::: TEKS PILIHAN

Kebudayaan
Banten
Banyak para ahli mendefinisikan
kebudayaan yang secara redaksional dan mungkin substansial berbeda satu sama
lain. Kaitan dengan upaya agar mudah melihat kebudayaan Banten, konsep
kebudayaan yang kiranya sederhana ialah yang dikemukakan oleh Dr.
Koentjaaningrat. Ia menyatakan bahwa kebudayaan ialah keseluruhan sistem
gagasan, tindakan, dan hasil karya manusia dalam rangka kehidupan masyarakat
yang dijadikan milik diri manusia dengan belajar. Definisi ini menunjukkan
dengan jelas bahwa kebudayaan itu meliputi dimensi gagasan (sebagai aspek ideal
yang tidak terlihat), dimensi perbuatan (tindakan) (sebagai aspek faktual yang
dapat dilihat), dan dimensi hasil karya (sebagai aspek fisik yang dapat dilihat
dan diamati berulang kali).
Dari ketiga dimensi tersebut yang
bisa dikenali secara langsung adalah kebudayaan pada dimensi fisik dan
perbuatan (kelakuan). Kemudian diperlukan juga kejelasan pada unsur apa dua
dimensi tersebut diamati. Yang paling mungkin ialah pada unsur-unsur kebudayaan
yang menurut Koentjaraningrat ada tujuh unsur, yaitu:
1.
Bahasa
2.
Sistem Pengetahuan
3.
Organisasi Sosial
4.
Sistem Religi
5.
Sistem Peralatan Hidup dan Teknologi
6.
Sistem Mata Pencaharian Hidup
7.

::::::
::: DATA TERSEDIA

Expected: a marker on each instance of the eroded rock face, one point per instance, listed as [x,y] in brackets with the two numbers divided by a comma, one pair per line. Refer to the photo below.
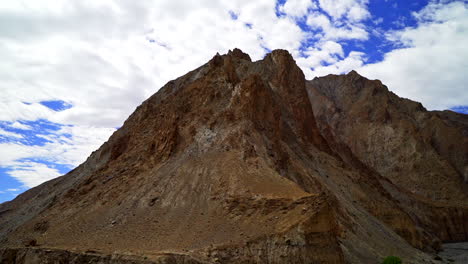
[234,162]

::::::

DAFTAR TUGAS -
**A.** Sebutkan semua dimensi kebudayaan yang disebut dalam teks tentang kebudayaan Banten, masing-masing dengan aspek yang diwakilinya.
**B.** Tuliskan ulang bagian teks tentang kebudayaan Banten dari "Koentjaaningrat. Ia menyatakan" sampai "diamati berulang kali).".

JAWABAN TUGAS -
**A.**
- Dimensi gagasan: aspek ideal yang tidak terlihat
- Dimensi perbuatan (tindakan): aspek faktual yang dapat dilihat
- Dimensi hasil karya: aspek fisik yang dapat dilihat dan diamati berulang kali

**B.**
Koentjaaningrat. Ia menyatakan bahwa kebudayaan ialah keseluruhan sistem
gagasan, tindakan, dan hasil karya manusia dalam rangka kehidupan masyarakat
yang dijadikan milik diri manusia dengan belajar. Definisi ini menunjukkan
dengan jelas bahwa kebudayaan itu meliputi dimensi gagasan (sebagai aspek ideal
yang tidak terlihat), dimensi perbuatan (tindakan) (sebagai aspek faktual yang
dapat dilihat), dan dimensi hasil karya (sebagai aspek fisik yang dapat dilihat
dan diamati berulang kali).